What to do
Convert the records, from the start through the line containing "[411, 197, 433, 211]", into a JSON list of strings with one string per line. Omit blank lines and pictures.

Records shown
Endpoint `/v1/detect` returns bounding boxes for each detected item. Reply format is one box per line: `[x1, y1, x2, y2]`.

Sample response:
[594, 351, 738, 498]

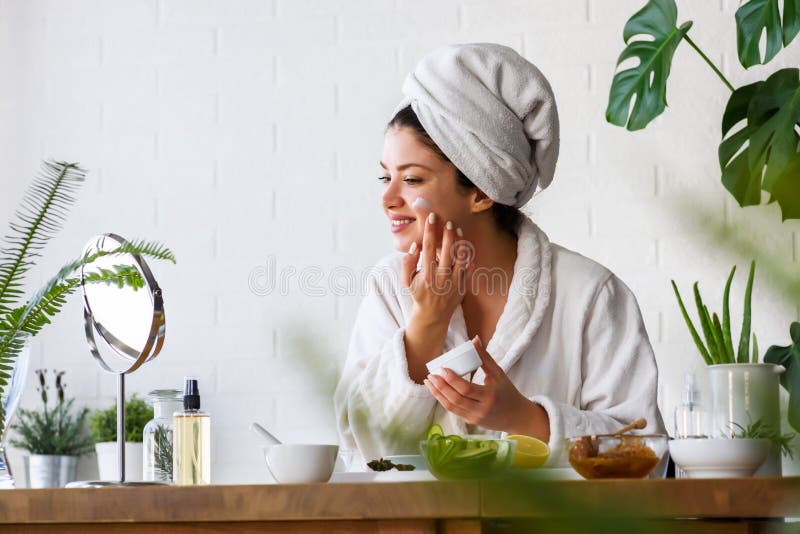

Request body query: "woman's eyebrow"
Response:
[379, 161, 433, 172]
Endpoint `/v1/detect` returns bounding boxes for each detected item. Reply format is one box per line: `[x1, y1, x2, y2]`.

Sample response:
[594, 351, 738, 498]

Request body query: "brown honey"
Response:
[569, 436, 659, 478]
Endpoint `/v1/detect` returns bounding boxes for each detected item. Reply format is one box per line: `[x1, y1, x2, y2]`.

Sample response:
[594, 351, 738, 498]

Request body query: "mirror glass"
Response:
[82, 234, 164, 373]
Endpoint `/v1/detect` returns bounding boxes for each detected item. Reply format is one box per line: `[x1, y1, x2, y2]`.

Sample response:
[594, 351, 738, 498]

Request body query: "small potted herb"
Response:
[672, 261, 784, 476]
[11, 369, 92, 488]
[89, 395, 153, 481]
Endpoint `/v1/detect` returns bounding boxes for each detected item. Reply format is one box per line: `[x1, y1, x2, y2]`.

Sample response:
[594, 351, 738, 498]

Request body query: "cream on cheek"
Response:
[411, 197, 433, 211]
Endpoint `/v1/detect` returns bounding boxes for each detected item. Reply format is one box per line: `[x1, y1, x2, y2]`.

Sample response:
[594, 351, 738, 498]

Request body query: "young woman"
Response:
[335, 44, 664, 462]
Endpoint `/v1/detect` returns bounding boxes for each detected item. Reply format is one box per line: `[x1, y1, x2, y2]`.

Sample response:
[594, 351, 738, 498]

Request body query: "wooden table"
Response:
[0, 477, 800, 534]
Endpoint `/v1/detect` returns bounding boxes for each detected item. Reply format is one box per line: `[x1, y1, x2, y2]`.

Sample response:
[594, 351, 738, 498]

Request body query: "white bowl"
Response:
[264, 443, 339, 484]
[669, 438, 770, 478]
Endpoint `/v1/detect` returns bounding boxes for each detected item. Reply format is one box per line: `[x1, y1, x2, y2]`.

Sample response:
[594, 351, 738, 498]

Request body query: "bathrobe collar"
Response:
[446, 217, 551, 376]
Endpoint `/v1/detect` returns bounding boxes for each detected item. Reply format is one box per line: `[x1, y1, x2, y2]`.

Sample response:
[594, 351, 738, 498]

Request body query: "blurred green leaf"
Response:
[606, 0, 692, 131]
[764, 322, 800, 431]
[736, 0, 782, 68]
[718, 68, 800, 220]
[736, 0, 800, 68]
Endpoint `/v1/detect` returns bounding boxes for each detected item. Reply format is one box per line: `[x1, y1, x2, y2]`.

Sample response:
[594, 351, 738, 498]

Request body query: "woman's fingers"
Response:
[425, 375, 480, 416]
[440, 369, 486, 402]
[422, 212, 436, 284]
[401, 241, 420, 287]
[439, 221, 456, 275]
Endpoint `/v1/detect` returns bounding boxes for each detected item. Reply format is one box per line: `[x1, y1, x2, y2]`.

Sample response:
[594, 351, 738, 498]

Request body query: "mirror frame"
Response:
[81, 233, 166, 374]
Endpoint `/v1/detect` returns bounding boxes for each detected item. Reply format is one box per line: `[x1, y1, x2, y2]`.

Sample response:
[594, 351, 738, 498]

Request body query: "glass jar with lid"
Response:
[142, 389, 183, 484]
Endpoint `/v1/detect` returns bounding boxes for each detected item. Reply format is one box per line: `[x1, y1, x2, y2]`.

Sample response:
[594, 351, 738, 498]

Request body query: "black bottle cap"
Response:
[183, 377, 200, 410]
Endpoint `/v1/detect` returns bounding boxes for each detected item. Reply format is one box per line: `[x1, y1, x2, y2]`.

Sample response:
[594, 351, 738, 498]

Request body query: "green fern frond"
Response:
[117, 239, 175, 263]
[0, 161, 86, 314]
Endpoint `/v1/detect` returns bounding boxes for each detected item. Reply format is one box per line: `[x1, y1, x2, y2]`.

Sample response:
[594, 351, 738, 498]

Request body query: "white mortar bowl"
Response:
[669, 438, 770, 478]
[264, 443, 339, 484]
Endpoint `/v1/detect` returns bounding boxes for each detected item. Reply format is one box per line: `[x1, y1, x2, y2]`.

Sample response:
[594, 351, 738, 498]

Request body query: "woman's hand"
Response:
[402, 213, 467, 325]
[402, 213, 468, 384]
[425, 336, 550, 442]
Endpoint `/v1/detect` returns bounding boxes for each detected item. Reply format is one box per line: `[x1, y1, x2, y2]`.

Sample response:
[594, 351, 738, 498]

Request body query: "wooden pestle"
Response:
[611, 417, 647, 436]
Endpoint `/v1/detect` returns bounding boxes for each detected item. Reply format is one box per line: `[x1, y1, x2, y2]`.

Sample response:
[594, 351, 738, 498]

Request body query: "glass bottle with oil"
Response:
[172, 377, 211, 486]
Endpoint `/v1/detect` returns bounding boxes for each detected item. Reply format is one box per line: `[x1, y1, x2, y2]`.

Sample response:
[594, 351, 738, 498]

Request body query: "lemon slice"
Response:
[506, 434, 550, 469]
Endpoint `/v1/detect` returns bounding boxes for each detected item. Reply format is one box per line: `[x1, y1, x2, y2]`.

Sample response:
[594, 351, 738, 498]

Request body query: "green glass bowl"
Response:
[419, 435, 517, 480]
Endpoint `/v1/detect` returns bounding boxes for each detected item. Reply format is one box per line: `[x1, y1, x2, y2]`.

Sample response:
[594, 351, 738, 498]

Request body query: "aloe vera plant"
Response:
[672, 261, 759, 365]
[0, 161, 175, 442]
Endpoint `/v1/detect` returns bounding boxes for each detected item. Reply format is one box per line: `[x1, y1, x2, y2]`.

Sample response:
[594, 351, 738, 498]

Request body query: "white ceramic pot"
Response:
[708, 363, 785, 476]
[25, 454, 78, 488]
[264, 443, 339, 484]
[94, 441, 144, 482]
[669, 438, 771, 478]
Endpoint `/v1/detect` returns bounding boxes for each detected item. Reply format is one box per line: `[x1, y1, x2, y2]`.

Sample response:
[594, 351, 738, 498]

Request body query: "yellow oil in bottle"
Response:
[172, 412, 211, 486]
[172, 377, 211, 486]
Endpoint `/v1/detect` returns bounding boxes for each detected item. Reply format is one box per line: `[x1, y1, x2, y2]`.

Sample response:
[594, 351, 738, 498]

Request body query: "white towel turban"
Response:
[395, 43, 559, 207]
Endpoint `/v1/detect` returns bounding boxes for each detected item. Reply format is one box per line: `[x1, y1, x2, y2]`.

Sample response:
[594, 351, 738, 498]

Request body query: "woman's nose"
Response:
[381, 180, 403, 208]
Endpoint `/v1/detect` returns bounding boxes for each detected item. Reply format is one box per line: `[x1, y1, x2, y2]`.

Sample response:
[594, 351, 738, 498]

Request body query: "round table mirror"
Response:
[69, 234, 165, 487]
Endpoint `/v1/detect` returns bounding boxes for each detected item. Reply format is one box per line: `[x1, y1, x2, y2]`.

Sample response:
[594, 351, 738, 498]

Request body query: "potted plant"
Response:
[89, 395, 153, 481]
[0, 161, 175, 487]
[11, 369, 92, 488]
[672, 261, 784, 476]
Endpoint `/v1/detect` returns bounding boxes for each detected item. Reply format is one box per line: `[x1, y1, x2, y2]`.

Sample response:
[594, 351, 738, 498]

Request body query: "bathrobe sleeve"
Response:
[531, 275, 665, 464]
[334, 268, 436, 459]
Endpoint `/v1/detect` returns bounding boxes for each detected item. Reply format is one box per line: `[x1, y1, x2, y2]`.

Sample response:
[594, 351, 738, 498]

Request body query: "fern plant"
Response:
[0, 161, 175, 435]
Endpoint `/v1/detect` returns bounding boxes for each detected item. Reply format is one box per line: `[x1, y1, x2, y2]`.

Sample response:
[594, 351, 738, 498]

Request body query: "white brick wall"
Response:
[0, 0, 800, 482]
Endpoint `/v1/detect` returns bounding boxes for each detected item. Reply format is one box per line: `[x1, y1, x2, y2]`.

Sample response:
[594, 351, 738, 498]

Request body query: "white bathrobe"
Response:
[335, 219, 664, 465]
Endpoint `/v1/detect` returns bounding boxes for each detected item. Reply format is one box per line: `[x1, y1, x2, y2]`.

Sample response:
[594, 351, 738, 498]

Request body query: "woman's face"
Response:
[380, 128, 471, 252]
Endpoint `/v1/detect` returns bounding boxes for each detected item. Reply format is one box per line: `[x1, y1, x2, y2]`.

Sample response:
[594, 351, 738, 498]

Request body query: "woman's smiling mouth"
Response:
[389, 215, 416, 233]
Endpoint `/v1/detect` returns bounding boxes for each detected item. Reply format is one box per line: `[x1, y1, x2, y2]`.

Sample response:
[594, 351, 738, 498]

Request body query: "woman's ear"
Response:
[470, 187, 494, 213]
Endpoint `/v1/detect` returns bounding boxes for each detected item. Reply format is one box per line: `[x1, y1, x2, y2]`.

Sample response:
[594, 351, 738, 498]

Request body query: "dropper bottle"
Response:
[172, 377, 211, 486]
[674, 371, 706, 439]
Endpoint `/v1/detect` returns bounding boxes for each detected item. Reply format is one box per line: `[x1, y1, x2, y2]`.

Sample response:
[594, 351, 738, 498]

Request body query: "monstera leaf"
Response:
[606, 0, 692, 130]
[718, 69, 800, 220]
[764, 323, 800, 431]
[736, 0, 800, 68]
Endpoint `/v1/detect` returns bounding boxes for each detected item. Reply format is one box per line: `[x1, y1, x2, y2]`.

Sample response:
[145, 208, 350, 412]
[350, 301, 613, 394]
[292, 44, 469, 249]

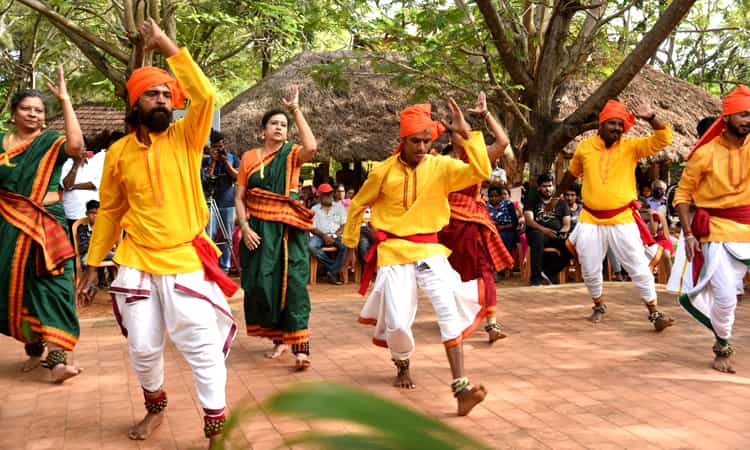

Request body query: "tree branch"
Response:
[18, 0, 129, 64]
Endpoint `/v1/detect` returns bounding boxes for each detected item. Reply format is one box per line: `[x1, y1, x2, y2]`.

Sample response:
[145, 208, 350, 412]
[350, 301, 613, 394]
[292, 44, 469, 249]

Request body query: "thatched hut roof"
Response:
[221, 51, 408, 161]
[560, 66, 721, 162]
[49, 103, 125, 138]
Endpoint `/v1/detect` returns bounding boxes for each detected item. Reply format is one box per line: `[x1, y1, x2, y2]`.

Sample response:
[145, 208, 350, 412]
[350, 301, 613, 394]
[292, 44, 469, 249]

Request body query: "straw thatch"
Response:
[221, 51, 408, 161]
[560, 66, 721, 163]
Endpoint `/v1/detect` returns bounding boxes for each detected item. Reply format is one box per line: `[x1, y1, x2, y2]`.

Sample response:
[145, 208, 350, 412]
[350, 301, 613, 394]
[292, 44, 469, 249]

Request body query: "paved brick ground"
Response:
[0, 283, 750, 450]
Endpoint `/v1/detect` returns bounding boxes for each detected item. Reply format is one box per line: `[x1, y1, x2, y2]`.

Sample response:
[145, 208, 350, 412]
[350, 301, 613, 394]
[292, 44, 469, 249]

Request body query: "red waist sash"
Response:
[359, 230, 439, 295]
[690, 205, 750, 280]
[193, 234, 239, 297]
[690, 205, 750, 238]
[583, 200, 656, 245]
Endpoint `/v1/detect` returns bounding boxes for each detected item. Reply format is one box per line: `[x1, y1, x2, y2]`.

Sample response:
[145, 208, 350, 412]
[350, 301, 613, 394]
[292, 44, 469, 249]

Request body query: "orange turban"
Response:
[125, 66, 185, 109]
[393, 103, 445, 154]
[599, 100, 635, 131]
[688, 84, 750, 159]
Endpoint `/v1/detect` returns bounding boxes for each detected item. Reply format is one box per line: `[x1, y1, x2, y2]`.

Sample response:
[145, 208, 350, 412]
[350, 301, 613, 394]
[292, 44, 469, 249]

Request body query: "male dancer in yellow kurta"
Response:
[343, 99, 491, 415]
[78, 20, 237, 448]
[674, 85, 750, 373]
[559, 100, 674, 331]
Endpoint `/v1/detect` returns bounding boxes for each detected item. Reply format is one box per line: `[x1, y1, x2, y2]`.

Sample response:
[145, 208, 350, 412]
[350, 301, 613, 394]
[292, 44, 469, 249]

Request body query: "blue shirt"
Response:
[201, 151, 240, 208]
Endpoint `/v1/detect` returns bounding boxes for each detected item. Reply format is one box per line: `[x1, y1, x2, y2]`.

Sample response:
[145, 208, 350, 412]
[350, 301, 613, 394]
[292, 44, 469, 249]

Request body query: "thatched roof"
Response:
[221, 51, 408, 161]
[49, 104, 125, 138]
[560, 66, 721, 162]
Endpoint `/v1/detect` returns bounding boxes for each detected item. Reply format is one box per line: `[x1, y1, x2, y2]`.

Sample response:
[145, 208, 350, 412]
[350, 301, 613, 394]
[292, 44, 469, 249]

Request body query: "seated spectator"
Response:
[487, 184, 518, 252]
[646, 180, 667, 216]
[308, 183, 346, 284]
[335, 184, 351, 208]
[565, 185, 583, 233]
[524, 174, 571, 286]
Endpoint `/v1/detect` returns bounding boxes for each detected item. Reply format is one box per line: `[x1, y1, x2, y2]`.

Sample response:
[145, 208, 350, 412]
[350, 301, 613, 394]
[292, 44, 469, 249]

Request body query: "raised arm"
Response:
[469, 92, 510, 163]
[47, 64, 86, 158]
[282, 84, 318, 163]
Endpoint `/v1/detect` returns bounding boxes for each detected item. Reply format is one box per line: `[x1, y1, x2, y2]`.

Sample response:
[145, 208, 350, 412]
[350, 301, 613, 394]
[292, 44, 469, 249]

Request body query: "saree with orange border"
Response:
[240, 143, 312, 344]
[0, 131, 80, 350]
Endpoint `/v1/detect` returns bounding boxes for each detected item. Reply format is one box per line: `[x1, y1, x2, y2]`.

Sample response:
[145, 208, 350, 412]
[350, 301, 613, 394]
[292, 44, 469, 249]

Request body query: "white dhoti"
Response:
[680, 242, 750, 341]
[568, 222, 656, 303]
[359, 256, 486, 360]
[110, 266, 237, 412]
[667, 231, 693, 295]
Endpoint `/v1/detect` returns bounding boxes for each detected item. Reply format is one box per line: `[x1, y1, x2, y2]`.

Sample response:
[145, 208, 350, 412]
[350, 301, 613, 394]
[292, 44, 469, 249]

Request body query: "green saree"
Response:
[240, 143, 310, 345]
[0, 131, 80, 350]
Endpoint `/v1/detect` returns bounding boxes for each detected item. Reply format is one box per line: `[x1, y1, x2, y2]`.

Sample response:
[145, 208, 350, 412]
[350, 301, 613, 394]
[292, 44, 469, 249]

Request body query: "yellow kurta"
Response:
[673, 136, 750, 242]
[87, 49, 215, 275]
[343, 131, 491, 266]
[568, 126, 672, 225]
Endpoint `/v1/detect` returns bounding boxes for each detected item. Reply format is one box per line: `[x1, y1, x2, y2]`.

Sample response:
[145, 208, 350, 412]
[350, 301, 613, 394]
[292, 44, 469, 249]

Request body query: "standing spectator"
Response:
[60, 142, 105, 227]
[524, 174, 570, 286]
[565, 185, 583, 232]
[201, 129, 240, 273]
[308, 183, 346, 284]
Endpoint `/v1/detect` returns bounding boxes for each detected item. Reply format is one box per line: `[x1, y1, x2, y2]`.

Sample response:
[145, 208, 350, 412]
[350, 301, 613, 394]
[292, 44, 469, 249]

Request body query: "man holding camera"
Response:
[523, 174, 570, 286]
[201, 129, 240, 273]
[308, 183, 346, 284]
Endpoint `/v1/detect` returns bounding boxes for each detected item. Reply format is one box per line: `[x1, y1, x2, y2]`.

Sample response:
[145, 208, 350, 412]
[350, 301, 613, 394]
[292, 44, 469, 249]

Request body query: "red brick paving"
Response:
[0, 283, 750, 450]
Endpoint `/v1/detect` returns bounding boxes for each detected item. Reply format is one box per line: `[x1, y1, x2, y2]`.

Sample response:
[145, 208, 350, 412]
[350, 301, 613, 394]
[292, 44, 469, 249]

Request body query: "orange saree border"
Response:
[8, 136, 65, 342]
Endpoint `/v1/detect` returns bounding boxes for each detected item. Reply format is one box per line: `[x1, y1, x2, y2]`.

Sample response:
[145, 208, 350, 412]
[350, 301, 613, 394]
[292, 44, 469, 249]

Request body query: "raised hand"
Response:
[630, 98, 656, 120]
[139, 17, 169, 52]
[442, 97, 471, 139]
[467, 91, 488, 116]
[47, 64, 70, 101]
[281, 84, 299, 108]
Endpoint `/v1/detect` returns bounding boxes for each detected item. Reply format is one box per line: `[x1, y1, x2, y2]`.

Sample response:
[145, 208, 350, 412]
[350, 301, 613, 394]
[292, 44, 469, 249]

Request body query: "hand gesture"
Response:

Response to this exercise
[
  "Endpoint `/v1/detect` returns bounding boxes for each detected item. Reply format is one box per line: `[x1, y1, x2, y2]`.",
  "Sample response:",
  "[594, 351, 738, 498]",
  "Request body query: \"woman's eyebrow\"",
  "Response:",
  "[379, 161, 433, 172]",
  "Endpoint `/v1/detect` returns bounding boxes for each detected item. Reply format is one box per line: `[x1, y1, x2, y2]`.",
  "Sample response:",
  "[594, 351, 738, 498]",
  "Request body query: \"brown honey\"",
  "Response:",
  "[569, 436, 659, 478]",
  "Endpoint `/v1/detect` returns bounding boxes for each detected item. Reply format is one box per line: `[x1, y1, x2, y2]`.",
  "Sample response:",
  "[594, 351, 738, 498]",
  "Request body query: \"mirror glass\"",
  "Response:",
  "[82, 234, 164, 373]",
  "Endpoint `/v1/detect` returns bounding boxes for each detected item. Reply format is one box per line: `[x1, y1, x2, y2]`.",
  "Sample response:",
  "[594, 351, 738, 498]",
  "Request body query: \"small potted herb\"",
  "Response:",
  "[672, 261, 784, 476]",
  "[11, 369, 92, 488]",
  "[89, 395, 153, 481]",
  "Endpoint `/v1/detect` returns bounding boxes for each detected item. Reply format is one box per line: `[x1, y1, x2, y2]`.",
  "Sample response:",
  "[594, 351, 738, 498]",
  "Request body query: \"cream on cheek\"",
  "Response:",
  "[411, 197, 433, 211]"
]